● **REQUIRED WORK**
Search the material for the string "green", then report how many lines hold it, with no other text.
-- -- --
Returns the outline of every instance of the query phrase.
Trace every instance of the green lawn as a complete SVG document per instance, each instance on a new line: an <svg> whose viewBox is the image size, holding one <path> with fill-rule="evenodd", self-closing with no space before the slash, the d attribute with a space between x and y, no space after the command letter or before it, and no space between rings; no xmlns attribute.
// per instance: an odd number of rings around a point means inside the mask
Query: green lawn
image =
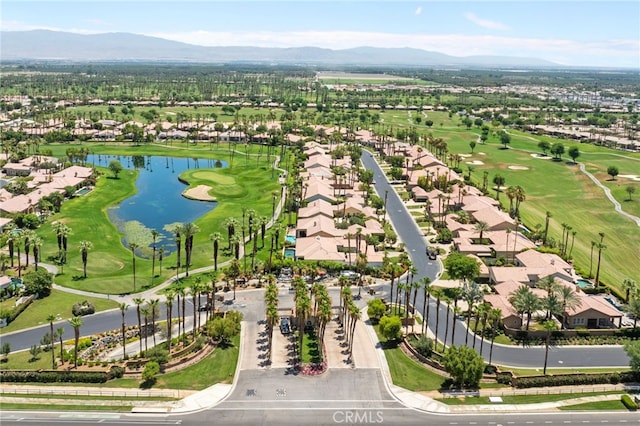
<svg viewBox="0 0 640 426"><path fill-rule="evenodd" d="M49 146L48 146L49 147ZM229 258L226 250L226 228L223 221L227 217L241 219L242 209L251 208L256 211L256 216L270 216L272 212L272 194L276 194L279 200L280 185L277 181L278 173L272 173L267 164L266 151L261 152L262 146L238 145L241 153L235 155L233 167L225 169L200 168L184 173L183 178L193 185L208 184L211 186L211 195L217 198L218 206L211 212L195 221L200 232L194 238L191 269L212 264L212 244L209 239L213 232L223 235L219 263ZM51 145L55 155L63 155L66 145ZM153 144L151 146L133 147L127 144L91 144L90 149L94 153L118 154L118 155L167 155L189 156L200 158L214 158L228 161L229 151L227 147L209 149L208 144L200 144L196 147L186 146L183 143L174 143L172 146ZM249 157L244 155L248 149ZM275 159L271 157L271 161ZM96 188L90 194L69 200L63 204L62 211L53 215L48 223L44 224L38 234L42 237L43 260L47 261L57 254L56 237L52 227L52 221L61 221L67 224L72 234L69 236L68 264L55 281L58 284L95 291L105 294L130 293L133 291L133 267L131 252L121 243L121 235L114 224L108 218L107 209L117 204L135 192L136 172L123 170L118 179L113 179L111 173L101 169L104 176L98 179ZM138 230L140 235L148 235L150 230ZM144 231L144 232L143 232ZM99 237L98 237L99 236ZM93 244L88 256L88 277L82 277L82 261L80 257L79 242L89 240ZM144 245L147 241L142 241ZM268 248L268 247L267 247ZM262 244L258 245L261 251L267 251ZM261 253L262 256L264 253ZM184 253L183 253L184 256ZM145 258L136 259L136 290L140 291L157 285L167 278L175 275L174 268L176 255L172 254L163 260L163 269L159 271L159 263L156 262L156 274L151 282L151 260ZM181 272L184 271L184 267Z"/></svg>
<svg viewBox="0 0 640 426"><path fill-rule="evenodd" d="M307 332L302 336L303 364L317 364L322 362L322 350L319 346L318 336L315 332Z"/></svg>
<svg viewBox="0 0 640 426"><path fill-rule="evenodd" d="M559 393L545 395L508 395L502 396L502 404L537 404L540 402L556 402L567 399L582 398L586 396L598 396L609 394L622 394L622 392L585 392L585 393ZM465 398L439 398L438 401L447 405L478 405L478 404L497 404L489 401L488 396L481 397L465 397Z"/></svg>
<svg viewBox="0 0 640 426"><path fill-rule="evenodd" d="M596 401L596 402L584 402L582 404L576 405L566 405L564 407L559 407L560 410L566 411L610 411L610 410L627 410L627 407L624 406L622 401L619 399L614 399L613 401Z"/></svg>
<svg viewBox="0 0 640 426"><path fill-rule="evenodd" d="M3 402L3 410L26 410L26 411L117 411L128 412L133 409L133 405L55 405L51 404L16 404L12 402Z"/></svg>
<svg viewBox="0 0 640 426"><path fill-rule="evenodd" d="M550 226L552 238L560 239L562 223L572 226L573 230L577 231L572 257L574 264L582 270L589 272L591 241L599 241L598 233L604 232L606 235L604 243L607 249L602 254L601 281L619 288L625 278L637 278L632 259L634 253L640 250L638 226L616 213L613 205L606 200L603 191L583 175L578 166L567 163L568 157L562 162L554 162L532 156L532 152L539 152L538 140L545 138L515 131L512 133L511 148L507 150L501 149L502 145L495 137L491 137L490 143L486 145L478 144L474 154L461 163L463 171L465 173L467 171L465 162L481 161L483 165L473 166L472 179L476 183L481 183L483 171L486 170L489 172L489 182L496 173L500 173L505 178L507 186L522 186L526 191L527 199L522 203L521 215L525 225L530 229L533 229L536 224L544 224L547 211L552 213ZM477 137L477 133L473 130L434 130L434 136L444 137L444 135L449 137L449 150L452 153L463 154L470 153L468 142ZM584 151L578 161L585 161L587 170L595 172L606 185L611 185L610 182L606 182L608 165L618 166L620 174L632 173L640 167L640 156L635 153L620 153L588 144L562 142L567 150L576 145ZM524 166L528 170L514 170L509 166ZM620 190L616 191L614 193L618 193L620 198ZM495 191L491 191L490 194L494 197L496 195ZM501 199L508 207L506 196L502 195ZM621 202L625 208L632 204L635 207L635 201ZM640 204L640 201L638 203ZM636 208L631 209L630 212L636 212ZM596 258L597 256L594 256L593 274L595 274Z"/></svg>
<svg viewBox="0 0 640 426"><path fill-rule="evenodd" d="M31 305L29 305L29 307L27 307L27 309L25 309L18 318L15 319L15 321L4 328L1 328L0 334L10 333L12 331L37 325L48 324L47 316L49 314L58 315L66 321L73 316L71 313L71 307L73 304L76 302L82 302L83 300L93 303L96 307L96 312L118 307L118 303L114 300L84 297L61 290L52 290L51 295L48 297L34 300ZM54 330L57 327L56 322L54 322ZM64 336L64 338L70 339L73 338L73 336Z"/></svg>

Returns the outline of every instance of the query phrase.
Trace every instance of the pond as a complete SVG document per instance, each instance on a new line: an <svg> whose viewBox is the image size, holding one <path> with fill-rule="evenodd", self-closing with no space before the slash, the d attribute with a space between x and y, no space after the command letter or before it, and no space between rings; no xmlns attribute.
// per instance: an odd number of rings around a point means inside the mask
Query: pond
<svg viewBox="0 0 640 426"><path fill-rule="evenodd" d="M153 238L151 231L160 233L157 247L165 253L175 251L173 228L177 223L194 222L213 210L218 203L197 201L183 197L186 185L178 176L188 169L226 167L220 160L158 157L158 156L117 156L89 155L87 164L107 167L112 160L118 160L125 169L137 169L137 192L133 196L108 209L109 219L124 234L125 247L134 242L140 246L136 254L151 257Z"/></svg>

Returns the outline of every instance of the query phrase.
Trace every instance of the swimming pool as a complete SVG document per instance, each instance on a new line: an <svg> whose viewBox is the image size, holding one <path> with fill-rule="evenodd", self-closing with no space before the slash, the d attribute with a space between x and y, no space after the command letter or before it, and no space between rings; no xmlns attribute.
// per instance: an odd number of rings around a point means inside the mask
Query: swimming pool
<svg viewBox="0 0 640 426"><path fill-rule="evenodd" d="M576 284L578 286L580 286L580 288L593 288L593 284L591 284L589 281L587 280L583 280L582 278L580 278L579 280L576 281Z"/></svg>
<svg viewBox="0 0 640 426"><path fill-rule="evenodd" d="M294 237L293 235L287 235L286 237L284 237L284 240L288 243L296 243L296 237Z"/></svg>
<svg viewBox="0 0 640 426"><path fill-rule="evenodd" d="M284 257L294 259L296 257L296 249L286 248L284 249Z"/></svg>

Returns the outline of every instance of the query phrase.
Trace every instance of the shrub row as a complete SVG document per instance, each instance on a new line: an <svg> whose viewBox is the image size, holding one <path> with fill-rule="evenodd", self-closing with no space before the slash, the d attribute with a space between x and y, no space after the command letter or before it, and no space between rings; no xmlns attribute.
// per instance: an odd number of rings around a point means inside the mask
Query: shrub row
<svg viewBox="0 0 640 426"><path fill-rule="evenodd" d="M18 315L20 315L25 309L27 309L27 307L31 304L31 302L33 302L33 296L27 298L27 300L25 300L23 303L19 304L15 308L13 308L9 312L9 314L6 315L6 317L7 317L7 325L11 324L11 321L13 321L16 318L18 318Z"/></svg>
<svg viewBox="0 0 640 426"><path fill-rule="evenodd" d="M123 375L124 368L119 366L113 366L109 371L2 370L0 371L0 382L105 383Z"/></svg>
<svg viewBox="0 0 640 426"><path fill-rule="evenodd" d="M496 380L504 380L506 375L496 376ZM544 386L575 386L575 385L601 385L605 383L618 384L637 382L640 374L632 371L622 373L596 373L596 374L557 374L551 376L514 377L511 385L516 388L535 388Z"/></svg>
<svg viewBox="0 0 640 426"><path fill-rule="evenodd" d="M620 398L620 401L622 401L624 406L627 407L627 409L629 409L629 410L637 410L638 409L638 404L636 404L636 402L633 400L633 398L631 398L626 393L624 395L622 395L622 398Z"/></svg>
-- -- --
● **EXERCISE SOLUTION**
2